## BEGIN Extracted material
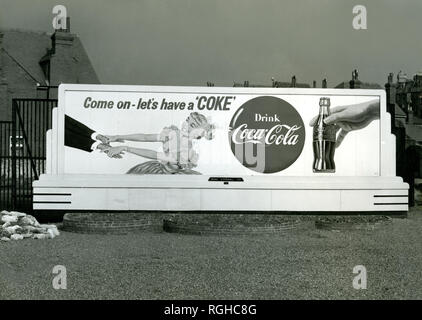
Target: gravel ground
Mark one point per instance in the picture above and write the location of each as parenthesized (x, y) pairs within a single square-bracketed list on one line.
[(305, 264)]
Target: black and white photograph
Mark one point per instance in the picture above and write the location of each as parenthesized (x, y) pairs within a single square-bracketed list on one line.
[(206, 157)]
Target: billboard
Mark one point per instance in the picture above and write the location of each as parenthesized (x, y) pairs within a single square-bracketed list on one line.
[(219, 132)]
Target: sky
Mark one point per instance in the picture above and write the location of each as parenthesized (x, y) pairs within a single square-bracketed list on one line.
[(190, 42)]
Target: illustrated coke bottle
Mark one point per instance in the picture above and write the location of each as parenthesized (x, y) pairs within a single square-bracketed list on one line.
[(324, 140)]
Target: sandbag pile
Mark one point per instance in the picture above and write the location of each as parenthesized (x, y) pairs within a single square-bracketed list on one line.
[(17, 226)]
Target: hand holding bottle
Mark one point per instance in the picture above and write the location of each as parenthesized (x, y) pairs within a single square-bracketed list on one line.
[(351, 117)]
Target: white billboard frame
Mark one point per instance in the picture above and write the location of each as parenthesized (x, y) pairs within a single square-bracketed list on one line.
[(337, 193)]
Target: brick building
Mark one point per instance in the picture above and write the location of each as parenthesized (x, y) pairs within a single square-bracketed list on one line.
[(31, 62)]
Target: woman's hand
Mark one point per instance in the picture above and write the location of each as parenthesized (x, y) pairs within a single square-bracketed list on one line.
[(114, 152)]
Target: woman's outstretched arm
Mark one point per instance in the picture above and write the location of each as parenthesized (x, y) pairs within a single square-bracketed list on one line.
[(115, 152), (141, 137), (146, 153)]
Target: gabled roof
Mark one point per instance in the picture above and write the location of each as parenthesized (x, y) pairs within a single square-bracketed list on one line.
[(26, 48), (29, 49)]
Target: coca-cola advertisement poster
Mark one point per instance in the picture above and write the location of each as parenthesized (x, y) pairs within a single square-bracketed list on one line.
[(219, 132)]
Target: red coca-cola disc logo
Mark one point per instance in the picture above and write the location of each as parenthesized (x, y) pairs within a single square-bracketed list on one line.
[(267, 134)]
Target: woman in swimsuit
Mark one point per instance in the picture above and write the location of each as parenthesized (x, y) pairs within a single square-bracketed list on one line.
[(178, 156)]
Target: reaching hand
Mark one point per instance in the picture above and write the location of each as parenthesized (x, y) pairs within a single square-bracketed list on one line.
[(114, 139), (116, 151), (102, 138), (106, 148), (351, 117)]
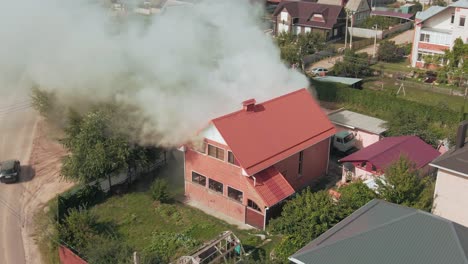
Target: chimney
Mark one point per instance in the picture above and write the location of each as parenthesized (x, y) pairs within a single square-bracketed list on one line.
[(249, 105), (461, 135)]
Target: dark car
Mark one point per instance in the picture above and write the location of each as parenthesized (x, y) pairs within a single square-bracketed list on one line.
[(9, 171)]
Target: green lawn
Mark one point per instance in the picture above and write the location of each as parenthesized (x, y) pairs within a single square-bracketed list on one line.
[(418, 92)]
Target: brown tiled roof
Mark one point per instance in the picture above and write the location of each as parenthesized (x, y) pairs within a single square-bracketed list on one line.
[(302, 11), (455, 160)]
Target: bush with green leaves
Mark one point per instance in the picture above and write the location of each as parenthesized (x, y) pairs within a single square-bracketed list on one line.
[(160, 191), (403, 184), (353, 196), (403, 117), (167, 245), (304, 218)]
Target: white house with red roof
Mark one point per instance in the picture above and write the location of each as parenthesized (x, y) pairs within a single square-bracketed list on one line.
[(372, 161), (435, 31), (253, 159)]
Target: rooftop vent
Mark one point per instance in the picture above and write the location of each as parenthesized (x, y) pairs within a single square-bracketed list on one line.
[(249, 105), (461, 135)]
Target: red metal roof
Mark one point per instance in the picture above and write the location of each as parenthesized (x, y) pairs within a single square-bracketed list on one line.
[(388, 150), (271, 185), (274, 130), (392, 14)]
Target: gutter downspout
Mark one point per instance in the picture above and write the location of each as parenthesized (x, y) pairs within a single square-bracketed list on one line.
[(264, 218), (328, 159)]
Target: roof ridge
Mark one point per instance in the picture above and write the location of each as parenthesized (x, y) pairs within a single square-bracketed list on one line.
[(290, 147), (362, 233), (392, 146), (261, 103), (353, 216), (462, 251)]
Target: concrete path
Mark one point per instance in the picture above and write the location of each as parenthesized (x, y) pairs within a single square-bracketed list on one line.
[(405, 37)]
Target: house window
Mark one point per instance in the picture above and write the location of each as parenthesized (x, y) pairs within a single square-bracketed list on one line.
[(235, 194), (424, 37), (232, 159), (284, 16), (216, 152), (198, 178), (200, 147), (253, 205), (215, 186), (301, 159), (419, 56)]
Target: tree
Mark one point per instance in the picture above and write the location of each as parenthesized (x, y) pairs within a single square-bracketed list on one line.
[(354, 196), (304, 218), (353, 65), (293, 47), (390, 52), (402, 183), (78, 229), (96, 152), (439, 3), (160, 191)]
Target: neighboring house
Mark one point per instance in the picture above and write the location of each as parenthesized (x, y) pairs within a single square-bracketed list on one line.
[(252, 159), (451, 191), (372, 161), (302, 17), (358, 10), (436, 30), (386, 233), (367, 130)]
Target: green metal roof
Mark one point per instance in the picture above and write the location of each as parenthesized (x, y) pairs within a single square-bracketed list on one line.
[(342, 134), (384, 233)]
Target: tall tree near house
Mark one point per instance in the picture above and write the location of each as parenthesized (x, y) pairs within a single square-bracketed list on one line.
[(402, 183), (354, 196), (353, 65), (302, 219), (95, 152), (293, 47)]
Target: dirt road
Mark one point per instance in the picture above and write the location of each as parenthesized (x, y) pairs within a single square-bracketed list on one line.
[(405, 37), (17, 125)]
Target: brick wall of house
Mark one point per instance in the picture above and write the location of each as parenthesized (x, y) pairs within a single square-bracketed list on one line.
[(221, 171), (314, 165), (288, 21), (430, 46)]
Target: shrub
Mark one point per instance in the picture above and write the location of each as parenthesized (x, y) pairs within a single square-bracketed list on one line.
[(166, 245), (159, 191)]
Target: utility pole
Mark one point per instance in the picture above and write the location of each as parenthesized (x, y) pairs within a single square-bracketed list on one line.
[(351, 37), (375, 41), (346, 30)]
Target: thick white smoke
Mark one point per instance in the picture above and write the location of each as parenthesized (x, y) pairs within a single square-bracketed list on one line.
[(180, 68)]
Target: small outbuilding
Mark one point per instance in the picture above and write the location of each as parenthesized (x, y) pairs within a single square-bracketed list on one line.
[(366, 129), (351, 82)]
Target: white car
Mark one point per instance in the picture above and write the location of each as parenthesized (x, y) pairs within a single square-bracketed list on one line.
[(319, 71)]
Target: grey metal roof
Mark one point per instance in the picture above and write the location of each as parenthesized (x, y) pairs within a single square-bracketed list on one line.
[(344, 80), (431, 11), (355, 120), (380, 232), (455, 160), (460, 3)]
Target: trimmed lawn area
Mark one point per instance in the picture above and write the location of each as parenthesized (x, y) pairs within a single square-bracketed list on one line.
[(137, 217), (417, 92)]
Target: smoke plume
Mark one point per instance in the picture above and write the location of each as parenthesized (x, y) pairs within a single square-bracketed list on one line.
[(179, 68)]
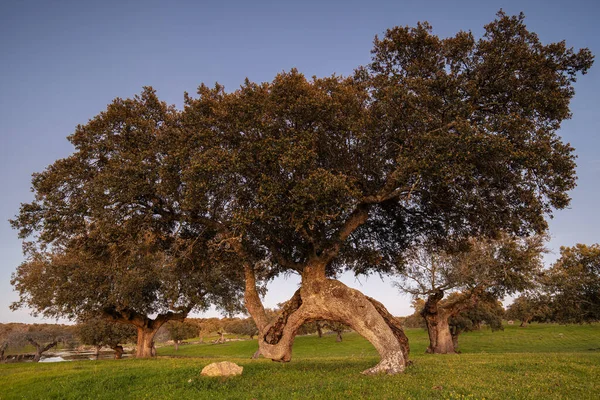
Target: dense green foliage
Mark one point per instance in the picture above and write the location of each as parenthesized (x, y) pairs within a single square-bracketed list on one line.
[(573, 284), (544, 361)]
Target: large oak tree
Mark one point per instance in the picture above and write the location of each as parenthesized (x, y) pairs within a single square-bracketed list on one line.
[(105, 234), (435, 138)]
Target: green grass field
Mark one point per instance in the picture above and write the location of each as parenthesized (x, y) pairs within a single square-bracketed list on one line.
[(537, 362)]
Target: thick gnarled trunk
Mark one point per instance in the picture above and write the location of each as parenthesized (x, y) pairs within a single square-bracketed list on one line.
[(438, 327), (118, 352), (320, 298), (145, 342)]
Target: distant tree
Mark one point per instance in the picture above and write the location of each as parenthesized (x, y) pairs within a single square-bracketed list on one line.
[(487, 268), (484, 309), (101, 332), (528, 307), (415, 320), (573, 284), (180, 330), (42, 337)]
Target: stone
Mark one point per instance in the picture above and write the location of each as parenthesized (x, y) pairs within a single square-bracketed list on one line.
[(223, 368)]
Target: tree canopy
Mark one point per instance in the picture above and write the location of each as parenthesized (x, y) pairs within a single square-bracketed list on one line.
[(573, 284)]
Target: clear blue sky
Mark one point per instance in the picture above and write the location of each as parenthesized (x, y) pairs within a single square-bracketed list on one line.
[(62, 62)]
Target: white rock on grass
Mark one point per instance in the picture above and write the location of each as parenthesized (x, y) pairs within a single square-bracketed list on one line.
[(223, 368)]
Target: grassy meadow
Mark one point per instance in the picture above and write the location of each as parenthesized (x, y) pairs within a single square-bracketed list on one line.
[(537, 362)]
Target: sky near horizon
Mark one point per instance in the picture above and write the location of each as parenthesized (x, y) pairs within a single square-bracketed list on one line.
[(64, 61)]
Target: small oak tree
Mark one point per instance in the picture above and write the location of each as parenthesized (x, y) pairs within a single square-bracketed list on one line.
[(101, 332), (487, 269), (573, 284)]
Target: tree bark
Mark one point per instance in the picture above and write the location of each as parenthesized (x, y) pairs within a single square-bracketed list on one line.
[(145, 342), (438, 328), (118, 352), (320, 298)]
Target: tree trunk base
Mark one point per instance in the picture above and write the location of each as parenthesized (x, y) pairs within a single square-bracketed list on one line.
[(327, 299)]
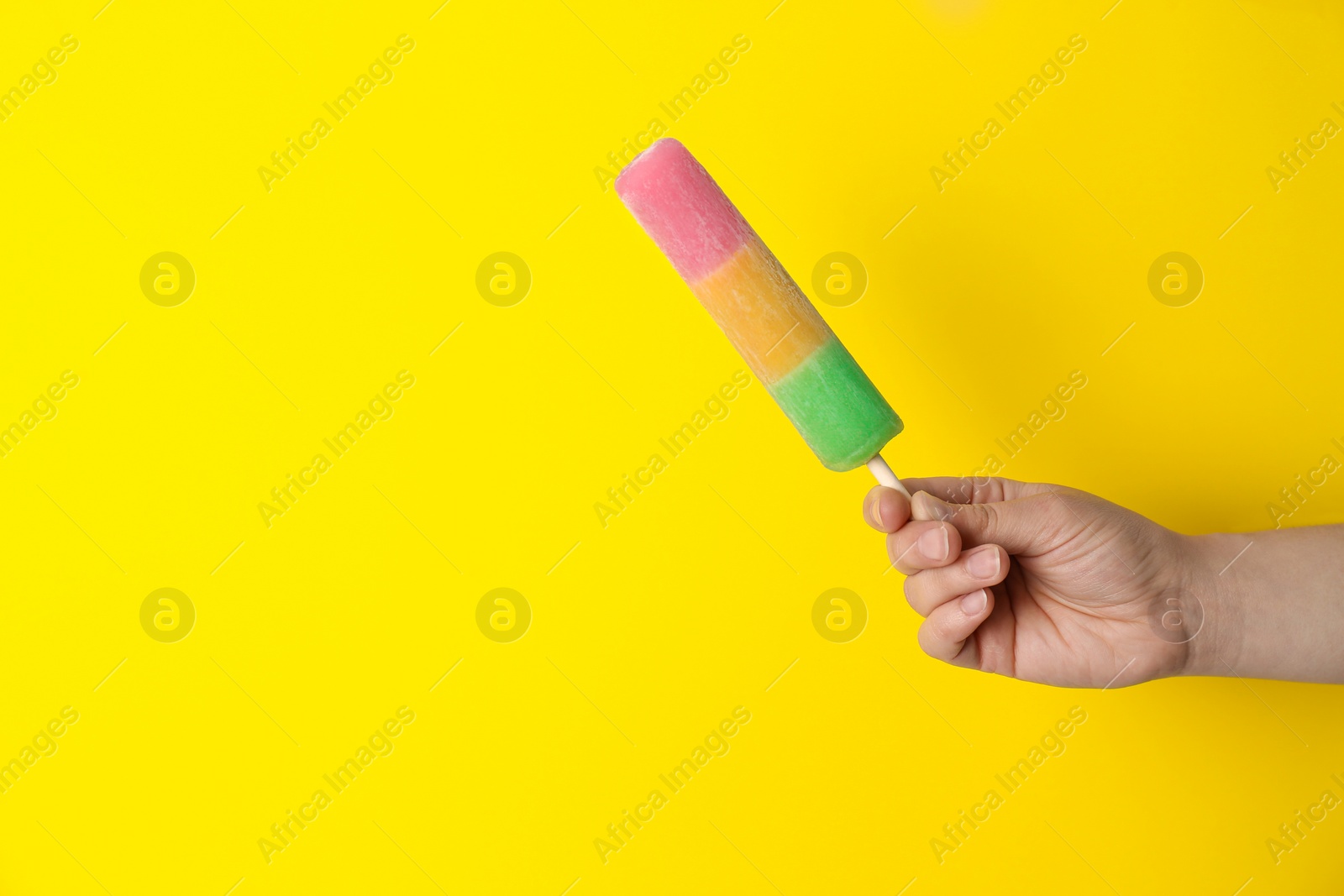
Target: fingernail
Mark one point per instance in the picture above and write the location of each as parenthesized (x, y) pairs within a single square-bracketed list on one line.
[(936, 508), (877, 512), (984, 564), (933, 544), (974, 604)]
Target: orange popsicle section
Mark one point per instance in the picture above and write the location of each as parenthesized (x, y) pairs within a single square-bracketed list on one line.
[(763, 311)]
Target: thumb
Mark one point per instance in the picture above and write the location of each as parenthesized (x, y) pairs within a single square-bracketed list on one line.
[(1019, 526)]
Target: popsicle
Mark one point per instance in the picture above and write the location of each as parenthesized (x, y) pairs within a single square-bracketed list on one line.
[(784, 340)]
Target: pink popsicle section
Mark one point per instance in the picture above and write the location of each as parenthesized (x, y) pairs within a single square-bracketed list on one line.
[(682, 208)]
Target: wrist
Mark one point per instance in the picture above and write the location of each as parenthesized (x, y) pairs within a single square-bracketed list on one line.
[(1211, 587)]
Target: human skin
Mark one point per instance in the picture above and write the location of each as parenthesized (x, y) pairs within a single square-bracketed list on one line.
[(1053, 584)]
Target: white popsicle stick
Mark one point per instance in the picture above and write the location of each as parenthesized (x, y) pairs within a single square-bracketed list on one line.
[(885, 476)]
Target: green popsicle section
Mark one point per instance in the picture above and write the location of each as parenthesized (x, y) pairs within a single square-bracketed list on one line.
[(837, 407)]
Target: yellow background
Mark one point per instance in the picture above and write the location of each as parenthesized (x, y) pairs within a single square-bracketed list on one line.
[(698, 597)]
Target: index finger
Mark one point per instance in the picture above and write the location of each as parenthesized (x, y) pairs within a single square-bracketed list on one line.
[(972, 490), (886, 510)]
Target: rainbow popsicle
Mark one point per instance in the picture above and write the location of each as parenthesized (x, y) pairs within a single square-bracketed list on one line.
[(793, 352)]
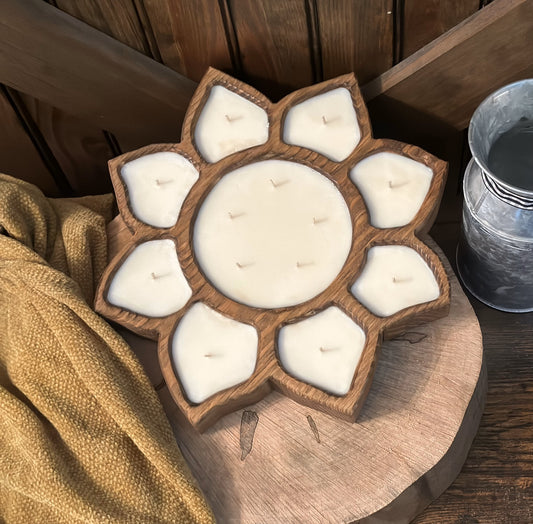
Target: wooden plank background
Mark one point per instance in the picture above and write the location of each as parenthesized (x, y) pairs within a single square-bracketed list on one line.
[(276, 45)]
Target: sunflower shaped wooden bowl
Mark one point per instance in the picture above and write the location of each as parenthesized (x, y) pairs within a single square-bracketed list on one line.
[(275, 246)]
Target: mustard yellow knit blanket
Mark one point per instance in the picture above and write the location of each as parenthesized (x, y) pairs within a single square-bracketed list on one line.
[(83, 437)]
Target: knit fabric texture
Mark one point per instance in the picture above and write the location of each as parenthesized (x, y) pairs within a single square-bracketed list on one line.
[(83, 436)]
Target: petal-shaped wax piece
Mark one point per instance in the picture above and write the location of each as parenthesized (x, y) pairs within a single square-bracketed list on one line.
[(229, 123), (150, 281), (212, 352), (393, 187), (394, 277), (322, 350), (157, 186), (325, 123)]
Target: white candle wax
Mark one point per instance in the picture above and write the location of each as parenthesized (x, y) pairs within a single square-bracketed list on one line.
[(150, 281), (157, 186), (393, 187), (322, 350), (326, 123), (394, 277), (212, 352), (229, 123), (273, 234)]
## END Extracted material
**Description of the task:**
Repeat the lines above word for word, starting at the line that contains "Target: pink popsicle section" and ending with the line that contains "[(1211, 587)]".

**Result for this exercise:**
Target: pink popsicle section
Mark one point per instance in the picture above and write the location of each as parenthesized (x, y) pairs within a single square-bracketed list on one line.
[(682, 208)]
Target: wrist
Mark one point per instance in the picture above and write the location of each as parenthesized (x, y) pairs within a single square-bracketed list on one line.
[(1211, 587)]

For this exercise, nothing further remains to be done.